**** Source records
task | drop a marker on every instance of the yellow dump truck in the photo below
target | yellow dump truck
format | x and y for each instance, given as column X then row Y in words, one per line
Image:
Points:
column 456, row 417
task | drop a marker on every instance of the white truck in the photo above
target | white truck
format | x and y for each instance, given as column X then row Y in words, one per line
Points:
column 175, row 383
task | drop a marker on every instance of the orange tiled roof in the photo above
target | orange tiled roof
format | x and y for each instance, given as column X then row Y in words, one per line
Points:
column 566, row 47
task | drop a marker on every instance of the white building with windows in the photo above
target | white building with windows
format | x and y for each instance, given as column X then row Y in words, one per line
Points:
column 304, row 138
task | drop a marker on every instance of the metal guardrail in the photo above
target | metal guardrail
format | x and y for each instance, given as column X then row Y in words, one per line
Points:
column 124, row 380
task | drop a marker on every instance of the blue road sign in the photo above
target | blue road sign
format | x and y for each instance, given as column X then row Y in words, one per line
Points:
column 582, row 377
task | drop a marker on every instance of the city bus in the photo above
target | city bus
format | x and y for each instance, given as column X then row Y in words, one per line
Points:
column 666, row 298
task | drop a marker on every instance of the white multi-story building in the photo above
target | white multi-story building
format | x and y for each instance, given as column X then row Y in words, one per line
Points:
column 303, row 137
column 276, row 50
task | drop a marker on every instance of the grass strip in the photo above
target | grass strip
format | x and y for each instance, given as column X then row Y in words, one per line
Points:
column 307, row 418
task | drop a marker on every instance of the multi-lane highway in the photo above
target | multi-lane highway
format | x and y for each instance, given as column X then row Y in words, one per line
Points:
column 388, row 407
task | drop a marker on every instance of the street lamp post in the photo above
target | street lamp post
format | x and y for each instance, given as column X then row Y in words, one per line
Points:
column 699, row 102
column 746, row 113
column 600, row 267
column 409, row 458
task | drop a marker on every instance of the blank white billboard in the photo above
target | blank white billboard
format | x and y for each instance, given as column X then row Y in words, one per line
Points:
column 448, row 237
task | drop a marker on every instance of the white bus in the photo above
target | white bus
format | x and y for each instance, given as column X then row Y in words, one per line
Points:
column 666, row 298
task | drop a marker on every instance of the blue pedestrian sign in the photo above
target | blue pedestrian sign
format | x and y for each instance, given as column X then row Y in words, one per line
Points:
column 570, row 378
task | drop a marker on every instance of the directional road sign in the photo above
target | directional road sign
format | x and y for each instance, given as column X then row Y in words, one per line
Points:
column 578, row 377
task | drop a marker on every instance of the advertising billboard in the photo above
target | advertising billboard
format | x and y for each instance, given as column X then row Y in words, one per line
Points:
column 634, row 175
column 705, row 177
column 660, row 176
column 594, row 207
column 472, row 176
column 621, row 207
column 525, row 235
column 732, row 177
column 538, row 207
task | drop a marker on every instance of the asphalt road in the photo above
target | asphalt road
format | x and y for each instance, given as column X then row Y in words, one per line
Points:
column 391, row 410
********
*Task*: Write out every one of the items above word for word, line by line.

*Written response*:
task | drop a marker on every instance of the yellow dump truck in the photo below
target | yellow dump truck
format | x and y for each instance, given as column X then row Y in words, one per line
Image:
Points:
column 456, row 417
task | drop a marker on every instance of the white truck in the photo above
target | white truck
format | x and y for each instance, given as column X then row Y in words, one per line
Points:
column 175, row 383
task | drop a marker on every instance of the orange tiled roof in the photo above
target | orange tiled roof
format | x and y for each instance, given as column X then row Y in words, one per line
Points:
column 566, row 47
task | drop a marker on every instance of the white building with windows in the photo above
target | white building with windows
format | x and y for each instance, given as column X then row Y in words, one per line
Points:
column 304, row 138
task | drop a marker on every instance of the metal guardrail in the photo above
target | metal guardrail
format | x and y for each instance, given as column X then row Y in words, one per line
Points:
column 124, row 380
task | drop a marker on every instance of the blue road sign in the photo above
target | blue road sign
format | x and y for each instance, given as column X then row Y in words, one per line
Points:
column 582, row 377
task | drop a marker on every instance of the city bus in the photo above
target | city bus
format | x and y for each instance, given as column X then row Y in words, one per line
Points:
column 666, row 298
task | drop a marker on every instance of the white multi-story building in the photo above
target | white multi-story building
format | x and y for each instance, given as column X then row Y in words, one per line
Points:
column 303, row 137
column 276, row 50
task | drop a marker on every instance of the grass strip in the photo above
target | grass strip
format | x and y for each instance, given as column X then row Y in words, one per line
Points:
column 307, row 418
task | drop a marker on every instance of the multi-lane highway in the photo above
target | multi-lane highway
format | x and y for each instance, given as column X then row Y in words, one per line
Points:
column 388, row 407
task | drop a marker on every instance of the street lamp post in the photo above
target | street lamp post
format | x and y for each instance, given as column X then row Y in words, one per line
Points:
column 699, row 102
column 746, row 113
column 600, row 267
column 409, row 458
task | drop a marker on every instance of the blank white billboard in the photo above
target | blank white billboard
format | x and y for each instance, given as column X then row Y in words, one per line
Points:
column 448, row 237
task | drop a marker on every instance of the white bus in the photo above
target | white bus
format | x and y for each instance, given as column X then row Y in words, one per line
Points:
column 666, row 298
task | drop a marker on every instance of the blue pedestrian sign in the photo above
target | blue pedestrian sign
format | x and y for each instance, given as column X then row Y in words, one per line
Points:
column 570, row 378
task | drop a marker on every instance of the directional road sign in the photo above
target | directional road sign
format | x and y for each instance, given as column X then row Y in words, one per line
Points:
column 578, row 377
task | drop a marker on every instance of the advertising billboard in the photo above
target | advertising billboard
format | x and y for each instance, given as column X then row Y in words, one per line
Points:
column 634, row 175
column 705, row 177
column 660, row 176
column 594, row 207
column 472, row 176
column 621, row 207
column 525, row 235
column 732, row 177
column 538, row 207
task | drop a marker on every instance of the asphalt road in the photo above
target | asphalt road
format | x and y for each instance, given as column X then row Y in words, one per line
Points:
column 391, row 410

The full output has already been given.